Reproduza, do texto sobre o rap em Seabra, tudo o que vai de "O rap tem sido" até "canto do país.", sem alterar nada.

#### Texto-fonte
┄┄┄┄┄┄┄┄┄┄
O rap tem sido um dos estilos musicais que mais
carrega a luta e resistência desses povos marginalizados. Como forma de mostrar
e questionar as condições econômicas, sociais, educacionais e culturais, o
gênero ganhou força desde os anos 1980 no Brasil. A ferramenta política que a
música do rap oferece se faz presente em cada canto do país.
Na cidade de Seabra, o segmento tem crescido e
repercutido em manifestações culturais de batalhas, Slams e lançamentos financiados pela Lei Aldir Blanc. Kaila Barreto, mulher trans negra, cantora e
compositora de músicas disponíveis no seu canal de YouTube,
representa esse movimento.
As vivências da artista como mulher trans e questões como racismo e afeto são abordadas nas composições artísticas da chapadense. Em “Falta Amor'', primeira produção da artista, a morte a pauladas da travesti conhecida como Rosinha do Beco na cidade de Seabra, resultou na composição da música. Mostra aquilo que pessoas como ela passam no dia a dia que vão além da ameaça de morte constante, como os olhares, discriminações, solidão e ódio verbal. É um canto de resistência para percorrer a vida atravessando essas violências como negra e trans.
┄┄┄┄┄┄┄┄┄┄
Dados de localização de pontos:

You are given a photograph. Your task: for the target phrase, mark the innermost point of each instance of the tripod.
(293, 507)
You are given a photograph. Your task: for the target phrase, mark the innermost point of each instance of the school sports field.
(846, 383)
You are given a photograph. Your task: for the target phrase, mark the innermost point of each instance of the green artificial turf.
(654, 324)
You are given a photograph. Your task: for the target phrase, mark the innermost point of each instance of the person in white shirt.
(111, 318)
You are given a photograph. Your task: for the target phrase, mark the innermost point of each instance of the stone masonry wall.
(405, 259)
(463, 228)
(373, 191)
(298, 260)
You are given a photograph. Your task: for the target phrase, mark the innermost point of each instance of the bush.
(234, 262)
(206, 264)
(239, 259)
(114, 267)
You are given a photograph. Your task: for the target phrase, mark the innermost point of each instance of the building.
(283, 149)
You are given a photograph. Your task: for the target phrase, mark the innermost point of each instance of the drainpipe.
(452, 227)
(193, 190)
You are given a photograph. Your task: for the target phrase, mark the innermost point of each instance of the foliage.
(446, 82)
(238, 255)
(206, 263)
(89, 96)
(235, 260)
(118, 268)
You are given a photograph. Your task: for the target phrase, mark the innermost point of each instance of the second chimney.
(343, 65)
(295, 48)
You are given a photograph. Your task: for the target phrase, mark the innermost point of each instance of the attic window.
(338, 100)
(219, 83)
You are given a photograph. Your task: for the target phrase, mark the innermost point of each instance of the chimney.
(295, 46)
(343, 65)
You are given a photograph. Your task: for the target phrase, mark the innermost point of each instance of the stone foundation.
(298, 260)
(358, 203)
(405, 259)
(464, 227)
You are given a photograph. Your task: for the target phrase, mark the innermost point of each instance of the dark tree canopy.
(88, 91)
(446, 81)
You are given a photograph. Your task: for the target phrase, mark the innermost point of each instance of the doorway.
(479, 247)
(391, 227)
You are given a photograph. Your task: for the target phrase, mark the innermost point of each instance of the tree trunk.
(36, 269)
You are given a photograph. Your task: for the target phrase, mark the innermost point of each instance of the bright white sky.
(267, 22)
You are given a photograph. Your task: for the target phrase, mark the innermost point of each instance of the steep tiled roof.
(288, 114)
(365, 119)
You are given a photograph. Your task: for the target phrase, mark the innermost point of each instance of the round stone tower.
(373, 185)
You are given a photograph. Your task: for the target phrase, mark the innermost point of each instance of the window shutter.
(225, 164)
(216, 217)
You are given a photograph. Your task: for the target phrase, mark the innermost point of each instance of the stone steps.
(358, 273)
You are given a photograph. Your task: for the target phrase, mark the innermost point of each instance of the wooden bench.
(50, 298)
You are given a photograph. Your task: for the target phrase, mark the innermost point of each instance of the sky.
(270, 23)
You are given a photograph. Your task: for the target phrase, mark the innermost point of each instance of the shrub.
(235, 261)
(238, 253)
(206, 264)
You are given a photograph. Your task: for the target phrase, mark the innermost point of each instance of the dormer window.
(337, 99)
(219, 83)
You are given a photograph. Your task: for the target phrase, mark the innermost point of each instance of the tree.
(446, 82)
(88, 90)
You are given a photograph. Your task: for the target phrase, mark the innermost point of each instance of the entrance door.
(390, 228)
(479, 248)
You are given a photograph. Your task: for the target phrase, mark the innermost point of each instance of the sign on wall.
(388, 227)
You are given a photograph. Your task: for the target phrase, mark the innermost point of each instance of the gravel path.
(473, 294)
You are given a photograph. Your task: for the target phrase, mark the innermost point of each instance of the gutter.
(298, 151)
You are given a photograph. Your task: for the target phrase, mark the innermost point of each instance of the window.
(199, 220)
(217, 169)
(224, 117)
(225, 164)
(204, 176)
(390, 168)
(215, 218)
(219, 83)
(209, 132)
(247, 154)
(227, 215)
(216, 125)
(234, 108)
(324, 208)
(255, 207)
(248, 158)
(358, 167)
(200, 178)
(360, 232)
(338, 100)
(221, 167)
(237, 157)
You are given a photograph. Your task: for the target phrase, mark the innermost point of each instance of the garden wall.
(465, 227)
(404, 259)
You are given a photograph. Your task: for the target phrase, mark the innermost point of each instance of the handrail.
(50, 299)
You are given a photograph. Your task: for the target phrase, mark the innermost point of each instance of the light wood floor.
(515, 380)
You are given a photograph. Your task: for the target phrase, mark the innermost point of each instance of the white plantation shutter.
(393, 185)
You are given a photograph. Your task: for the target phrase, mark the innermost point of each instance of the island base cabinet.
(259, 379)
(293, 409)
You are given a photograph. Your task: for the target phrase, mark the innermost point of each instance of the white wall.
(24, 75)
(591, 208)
┄┄┄┄┄┄┄┄┄┄
#### Resposta do exercício
O rap tem sido um dos estilos musicais que mais
carrega a luta e resistência desses povos marginalizados. Como forma de mostrar
e questionar as condições econômicas, sociais, educacionais e culturais, o
gênero ganhou força desde os anos 1980 no Brasil. A ferramenta política que a
música do rap oferece se faz presente em cada canto do país.